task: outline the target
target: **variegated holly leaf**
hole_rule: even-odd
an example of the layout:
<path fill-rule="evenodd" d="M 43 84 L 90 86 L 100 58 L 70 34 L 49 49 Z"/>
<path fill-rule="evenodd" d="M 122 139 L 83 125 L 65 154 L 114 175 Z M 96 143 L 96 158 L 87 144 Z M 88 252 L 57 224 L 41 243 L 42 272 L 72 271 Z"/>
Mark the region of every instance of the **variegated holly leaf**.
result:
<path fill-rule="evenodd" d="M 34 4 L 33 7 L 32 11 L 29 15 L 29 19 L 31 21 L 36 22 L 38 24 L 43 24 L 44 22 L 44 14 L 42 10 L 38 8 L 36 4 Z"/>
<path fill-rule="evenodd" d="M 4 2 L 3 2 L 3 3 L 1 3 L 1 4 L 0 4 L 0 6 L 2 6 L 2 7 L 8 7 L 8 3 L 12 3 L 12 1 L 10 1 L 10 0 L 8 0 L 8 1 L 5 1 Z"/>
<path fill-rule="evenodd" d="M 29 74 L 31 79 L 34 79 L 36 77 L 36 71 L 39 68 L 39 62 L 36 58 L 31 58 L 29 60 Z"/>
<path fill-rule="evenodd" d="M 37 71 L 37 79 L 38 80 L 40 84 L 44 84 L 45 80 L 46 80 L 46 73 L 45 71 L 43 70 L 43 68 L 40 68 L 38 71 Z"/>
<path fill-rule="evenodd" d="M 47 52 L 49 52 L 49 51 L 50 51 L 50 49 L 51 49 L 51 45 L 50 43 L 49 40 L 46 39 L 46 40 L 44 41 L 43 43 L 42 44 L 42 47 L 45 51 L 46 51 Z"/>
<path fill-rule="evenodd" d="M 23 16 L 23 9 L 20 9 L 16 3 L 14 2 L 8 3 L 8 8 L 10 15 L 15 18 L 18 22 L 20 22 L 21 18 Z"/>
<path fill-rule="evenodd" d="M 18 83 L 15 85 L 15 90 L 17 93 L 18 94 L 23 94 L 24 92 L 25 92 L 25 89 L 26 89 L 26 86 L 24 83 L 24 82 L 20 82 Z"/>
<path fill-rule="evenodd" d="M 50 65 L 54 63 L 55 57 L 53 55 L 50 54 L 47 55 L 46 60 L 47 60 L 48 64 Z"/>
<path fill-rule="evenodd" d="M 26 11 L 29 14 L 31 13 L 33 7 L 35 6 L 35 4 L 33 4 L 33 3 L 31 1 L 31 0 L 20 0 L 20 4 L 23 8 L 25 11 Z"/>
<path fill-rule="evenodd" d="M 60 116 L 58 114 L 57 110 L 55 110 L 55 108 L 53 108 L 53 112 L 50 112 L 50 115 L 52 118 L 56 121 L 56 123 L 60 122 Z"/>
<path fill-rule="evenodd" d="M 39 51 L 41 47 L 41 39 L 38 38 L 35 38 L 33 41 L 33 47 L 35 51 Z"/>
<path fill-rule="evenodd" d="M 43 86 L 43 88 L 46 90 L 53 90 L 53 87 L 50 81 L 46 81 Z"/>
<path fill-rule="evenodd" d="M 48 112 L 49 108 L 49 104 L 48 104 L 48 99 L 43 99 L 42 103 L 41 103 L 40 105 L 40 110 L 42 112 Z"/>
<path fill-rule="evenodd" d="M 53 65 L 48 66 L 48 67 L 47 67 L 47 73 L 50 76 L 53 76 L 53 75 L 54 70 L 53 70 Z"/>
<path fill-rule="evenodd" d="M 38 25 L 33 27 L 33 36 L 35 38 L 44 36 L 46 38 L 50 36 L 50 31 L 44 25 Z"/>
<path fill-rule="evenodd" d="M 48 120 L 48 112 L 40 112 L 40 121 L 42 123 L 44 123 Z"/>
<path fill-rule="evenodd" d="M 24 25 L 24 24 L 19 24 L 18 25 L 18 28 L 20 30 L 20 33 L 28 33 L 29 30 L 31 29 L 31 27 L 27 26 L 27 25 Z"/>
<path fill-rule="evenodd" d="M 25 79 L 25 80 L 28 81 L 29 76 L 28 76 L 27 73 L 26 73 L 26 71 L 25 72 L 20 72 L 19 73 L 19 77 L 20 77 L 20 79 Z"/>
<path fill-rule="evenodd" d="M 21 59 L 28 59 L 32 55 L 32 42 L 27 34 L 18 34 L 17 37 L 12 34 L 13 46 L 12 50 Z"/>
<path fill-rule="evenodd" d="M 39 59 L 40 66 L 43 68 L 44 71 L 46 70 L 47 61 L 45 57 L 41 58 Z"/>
_____
• _EXERCISE INSTRUCTIONS_
Render the records above as a two-column CSV with the header instruction,outline and one row per record. Put the record's text and its answer each in a single quoted field, with line breaks replaced by spaces.

• _REPLY_
instruction,outline
"task: outline the target target: **variegated holly leaf** hole_rule: even-odd an example of the layout: <path fill-rule=""evenodd"" d=""M 43 84 L 90 86 L 100 58 L 70 34 L 49 49 Z""/> <path fill-rule=""evenodd"" d=""M 122 139 L 83 125 L 65 154 L 114 175 Z M 96 143 L 96 158 L 87 144 Z M 88 252 L 57 224 L 41 243 L 42 272 L 72 271 Z""/> Mark the region of every instance of the **variegated holly leaf**. result:","<path fill-rule=""evenodd"" d=""M 34 4 L 33 7 L 32 11 L 29 15 L 29 19 L 31 21 L 36 22 L 38 24 L 43 24 L 44 22 L 44 14 L 42 10 L 38 8 L 36 4 Z""/> <path fill-rule=""evenodd"" d=""M 4 2 L 3 2 L 3 3 L 1 3 L 1 4 L 0 4 L 0 6 L 2 6 L 2 7 L 8 7 L 8 3 L 12 3 L 12 1 L 10 1 L 10 0 L 8 0 L 8 1 L 5 1 Z""/> <path fill-rule=""evenodd"" d=""M 29 74 L 31 79 L 34 79 L 36 77 L 36 71 L 39 68 L 39 62 L 36 58 L 31 58 L 29 60 Z""/> <path fill-rule=""evenodd"" d=""M 37 71 L 37 79 L 38 80 L 40 84 L 44 84 L 45 80 L 46 80 L 46 73 L 45 71 L 43 70 L 43 68 L 40 68 L 38 71 Z""/> <path fill-rule=""evenodd"" d=""M 47 52 L 49 52 L 49 51 L 50 51 L 50 49 L 51 49 L 51 45 L 50 43 L 49 40 L 46 39 L 46 40 L 44 41 L 43 43 L 42 44 L 42 47 L 45 51 L 46 51 Z""/> <path fill-rule=""evenodd"" d=""M 23 16 L 23 9 L 20 9 L 16 3 L 14 2 L 8 3 L 8 8 L 10 15 L 15 18 L 18 22 L 20 22 L 21 18 Z""/> <path fill-rule=""evenodd"" d=""M 18 83 L 15 85 L 15 90 L 17 93 L 18 94 L 23 94 L 24 92 L 25 92 L 25 89 L 26 89 L 26 86 L 24 83 L 24 82 L 20 82 Z""/> <path fill-rule=""evenodd"" d=""M 50 65 L 54 63 L 55 57 L 53 55 L 50 54 L 47 55 L 46 60 L 47 60 L 48 64 Z""/> <path fill-rule=""evenodd"" d=""M 26 11 L 29 14 L 31 13 L 33 7 L 35 6 L 35 4 L 33 4 L 33 3 L 31 1 L 31 0 L 20 0 L 20 4 L 23 8 L 25 11 Z""/> <path fill-rule=""evenodd"" d=""M 60 116 L 58 114 L 57 110 L 55 110 L 55 108 L 53 108 L 53 112 L 50 112 L 50 115 L 52 118 L 56 121 L 56 123 L 60 122 Z""/> <path fill-rule=""evenodd"" d=""M 39 51 L 41 47 L 41 39 L 38 38 L 35 38 L 33 41 L 33 47 L 35 51 Z""/> <path fill-rule=""evenodd"" d=""M 43 86 L 43 88 L 46 90 L 53 90 L 53 87 L 50 81 L 46 81 Z""/> <path fill-rule=""evenodd"" d=""M 48 112 L 49 108 L 49 104 L 48 104 L 48 99 L 43 99 L 42 103 L 41 103 L 40 105 L 40 110 L 42 112 Z""/> <path fill-rule=""evenodd"" d=""M 53 65 L 48 66 L 48 67 L 47 67 L 47 73 L 50 76 L 53 76 L 53 75 L 54 70 L 53 70 Z""/> <path fill-rule=""evenodd"" d=""M 38 25 L 33 27 L 33 36 L 35 38 L 44 36 L 46 38 L 50 36 L 50 31 L 44 25 Z""/> <path fill-rule=""evenodd"" d=""M 48 120 L 48 112 L 40 112 L 40 121 L 42 123 L 44 123 Z""/> <path fill-rule=""evenodd"" d=""M 24 25 L 24 24 L 19 24 L 18 25 L 18 28 L 20 30 L 20 33 L 28 33 L 29 30 L 31 29 L 31 27 L 27 26 L 27 25 Z""/> <path fill-rule=""evenodd"" d=""M 25 79 L 25 80 L 28 81 L 29 76 L 28 76 L 27 73 L 26 73 L 26 71 L 25 72 L 20 72 L 19 73 L 19 77 L 20 77 L 20 79 Z""/> <path fill-rule=""evenodd"" d=""M 21 59 L 28 59 L 32 55 L 32 42 L 27 34 L 18 34 L 17 37 L 12 34 L 13 46 L 12 50 Z""/> <path fill-rule=""evenodd"" d=""M 39 59 L 40 66 L 43 68 L 44 71 L 46 70 L 47 61 L 45 57 L 41 58 Z""/>"